- _练习要求_
把下面这份列表一字不改地照抄一遍，从头到尾都要抄全。
-------- 列表条目 --------
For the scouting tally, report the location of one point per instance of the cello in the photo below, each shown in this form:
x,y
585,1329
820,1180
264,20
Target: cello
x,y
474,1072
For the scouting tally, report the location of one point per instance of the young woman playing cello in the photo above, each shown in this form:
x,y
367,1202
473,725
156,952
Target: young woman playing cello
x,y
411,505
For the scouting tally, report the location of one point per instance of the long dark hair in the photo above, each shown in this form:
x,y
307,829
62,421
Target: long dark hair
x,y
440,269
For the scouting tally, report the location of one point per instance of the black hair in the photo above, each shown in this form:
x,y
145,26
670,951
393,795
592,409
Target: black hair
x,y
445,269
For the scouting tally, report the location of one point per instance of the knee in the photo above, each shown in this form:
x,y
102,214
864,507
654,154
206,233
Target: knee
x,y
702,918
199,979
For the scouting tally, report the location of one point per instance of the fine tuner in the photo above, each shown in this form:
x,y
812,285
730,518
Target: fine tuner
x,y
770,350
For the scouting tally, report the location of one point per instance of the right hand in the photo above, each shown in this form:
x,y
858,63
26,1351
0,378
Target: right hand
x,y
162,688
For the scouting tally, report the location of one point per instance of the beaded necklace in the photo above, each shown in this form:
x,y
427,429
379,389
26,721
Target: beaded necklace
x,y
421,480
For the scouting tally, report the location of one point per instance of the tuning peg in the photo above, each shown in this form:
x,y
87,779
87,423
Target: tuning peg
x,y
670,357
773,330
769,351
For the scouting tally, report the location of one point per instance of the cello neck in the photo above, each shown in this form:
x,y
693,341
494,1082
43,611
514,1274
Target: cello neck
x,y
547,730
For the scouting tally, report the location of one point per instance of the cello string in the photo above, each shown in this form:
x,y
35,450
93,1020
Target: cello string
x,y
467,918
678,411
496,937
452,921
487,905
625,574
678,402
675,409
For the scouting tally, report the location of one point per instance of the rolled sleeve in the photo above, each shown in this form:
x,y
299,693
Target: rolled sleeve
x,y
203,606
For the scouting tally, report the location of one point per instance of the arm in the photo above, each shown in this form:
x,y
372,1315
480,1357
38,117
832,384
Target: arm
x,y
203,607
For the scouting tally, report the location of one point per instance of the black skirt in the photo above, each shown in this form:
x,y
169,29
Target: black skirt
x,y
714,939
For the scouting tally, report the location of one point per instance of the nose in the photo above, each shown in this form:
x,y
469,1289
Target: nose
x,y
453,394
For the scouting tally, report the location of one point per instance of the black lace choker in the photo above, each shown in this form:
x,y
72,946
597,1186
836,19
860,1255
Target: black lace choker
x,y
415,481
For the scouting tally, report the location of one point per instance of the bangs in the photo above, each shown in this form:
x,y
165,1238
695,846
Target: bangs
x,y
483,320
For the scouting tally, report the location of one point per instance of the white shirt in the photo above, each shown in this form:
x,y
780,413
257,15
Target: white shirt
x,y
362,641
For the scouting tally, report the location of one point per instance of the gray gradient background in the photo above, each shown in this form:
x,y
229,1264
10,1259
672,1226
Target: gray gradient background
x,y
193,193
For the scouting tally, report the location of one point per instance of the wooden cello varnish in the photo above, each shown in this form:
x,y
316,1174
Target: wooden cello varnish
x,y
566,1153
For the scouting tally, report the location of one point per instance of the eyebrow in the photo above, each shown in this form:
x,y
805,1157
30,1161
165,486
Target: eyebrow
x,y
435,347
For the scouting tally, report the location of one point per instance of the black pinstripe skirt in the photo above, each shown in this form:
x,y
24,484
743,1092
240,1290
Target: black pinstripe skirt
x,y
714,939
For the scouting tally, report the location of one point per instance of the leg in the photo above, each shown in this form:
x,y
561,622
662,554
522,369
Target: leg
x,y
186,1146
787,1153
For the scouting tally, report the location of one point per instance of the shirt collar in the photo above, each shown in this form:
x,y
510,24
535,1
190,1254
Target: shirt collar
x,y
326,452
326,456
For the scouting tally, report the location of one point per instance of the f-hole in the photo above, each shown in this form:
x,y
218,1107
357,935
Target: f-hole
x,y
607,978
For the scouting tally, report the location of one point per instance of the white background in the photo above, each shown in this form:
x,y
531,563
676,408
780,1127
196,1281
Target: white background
--------
- _参考答案_
For the scouting tally, report the location of one point per instance of the cello in the photo below, each shown in this form:
x,y
585,1329
820,1180
264,20
Target: cello
x,y
474,1072
For the scouting tally, report the location of one point per instance of the young woman playing cello in the photo above, each shown in this form:
x,y
367,1202
473,725
156,952
Target: young woman playing cello
x,y
411,505
For the scouting tally, report the location of one point per instance of the long dark hair in the photo above, each shown in this form:
x,y
307,829
62,421
Target: long dark hair
x,y
440,269
For the scouting tally, report the location of one point per instance of the black hair in the photo above, each shown in this form:
x,y
145,26
670,951
393,795
592,409
Target: black hair
x,y
445,269
For the scouting tally, report the location of one point per instance of the knee in the photo above, each shown in this form:
x,y
102,214
864,507
654,154
206,233
Target: knee
x,y
702,918
199,979
For the scouting tally, report the location of one point per instance of the fine tuner in the photo above, each shown in this form:
x,y
812,285
730,518
Target: fine tuner
x,y
770,350
For the scouting tally, report the location of one point per instance of the right hand in the photo above, each shown in this form:
x,y
858,63
26,1351
0,378
Target: right hand
x,y
162,688
For the scouting tally, report the location of one point per instance of the beaded necklace in the photo above, each shown in this form:
x,y
427,429
379,389
26,721
Target: beaded necklace
x,y
421,480
For the scouting tally, report the location of one point per instance of the tuning peg in the photo above, each shown in this form:
x,y
87,779
87,423
Target: tuning peg
x,y
670,357
773,330
769,351
For the scouting tally, report the location of one point per instance of the cello neck in the photo above, each shown in this form:
x,y
693,341
494,1082
43,611
514,1274
Target: cello neck
x,y
547,730
For the scouting tally, report the location of one point per instance of the cello string in the photo above, each shown in this form:
x,y
35,450
93,1020
Target: cello string
x,y
467,918
678,411
496,937
452,921
487,905
625,574
678,402
675,409
For the scouting tally, report the location of one point per instance of the rolled sleeve in the photo above, each shown in this form:
x,y
299,693
Target: rolled sleeve
x,y
203,606
For the scouting tally, report the location of one point per instance of the arm in the photo above, each shown in this form:
x,y
372,1315
480,1357
38,117
832,384
Target: arm
x,y
203,607
For the scouting tally, report the location of one point per instance of the black skirt in the photo above, each shown in this form:
x,y
169,29
Target: black skirt
x,y
714,939
For the scouting tally, report the location of one point per instance of the nose in the photo above, each shown in this form:
x,y
469,1289
Target: nose
x,y
453,394
For the scouting tally, report the location of one point per instance of the black lace choker in the photo above, each shown in this form:
x,y
72,946
597,1186
836,19
860,1255
Target: black lace choker
x,y
415,481
For the scouting tally, report the location of one point per instance of the bangs in the photo above, each shown in this form:
x,y
165,1238
695,846
Target: bangs
x,y
483,320
For the scouting tally, report the location of one point per instance of the white shirt in the photo above, each shown in this form:
x,y
780,413
257,15
Target: white shirt
x,y
362,641
For the scouting tally, report the location of one point per instance of the gray gradient background in the photo above, each shown in this form:
x,y
229,1264
10,1259
672,1226
Target: gray gradient background
x,y
193,193
For the scouting tally, report the location of one point per instance of the wooden cello varnish in the photo above, each shown in this form:
x,y
316,1174
Target: wooden cello varnish
x,y
566,1153
For the scouting tally, report the location of one point per instance of the eyebrow in the photo above, each shown in this form:
x,y
805,1157
30,1161
165,486
Target: eyebrow
x,y
435,347
For the scouting tally, report the location of one point per instance of the black pinstripe skirt in the photo above, each shown in this form:
x,y
24,484
743,1092
240,1290
Target: black pinstripe skirt
x,y
714,939
For the scouting tally, report the location of one point per instance of the leg in the photo above, each shown in this form:
x,y
561,622
662,554
522,369
Target: leg
x,y
186,1146
787,1153
For the scouting tally, report the location of one point per instance of the shirt collar in the photo above, each shown in this form:
x,y
510,24
535,1
190,1254
Target: shirt collar
x,y
326,452
326,456
For the scouting tally, report the location of one point per instance of the f-hole in the photo above, each shown in this form:
x,y
218,1107
357,935
Target: f-hole
x,y
607,978
For the scouting tally, report the location of one point per instance of the white background in the photo above, each shown in this form:
x,y
531,563
676,408
780,1127
196,1281
Target: white background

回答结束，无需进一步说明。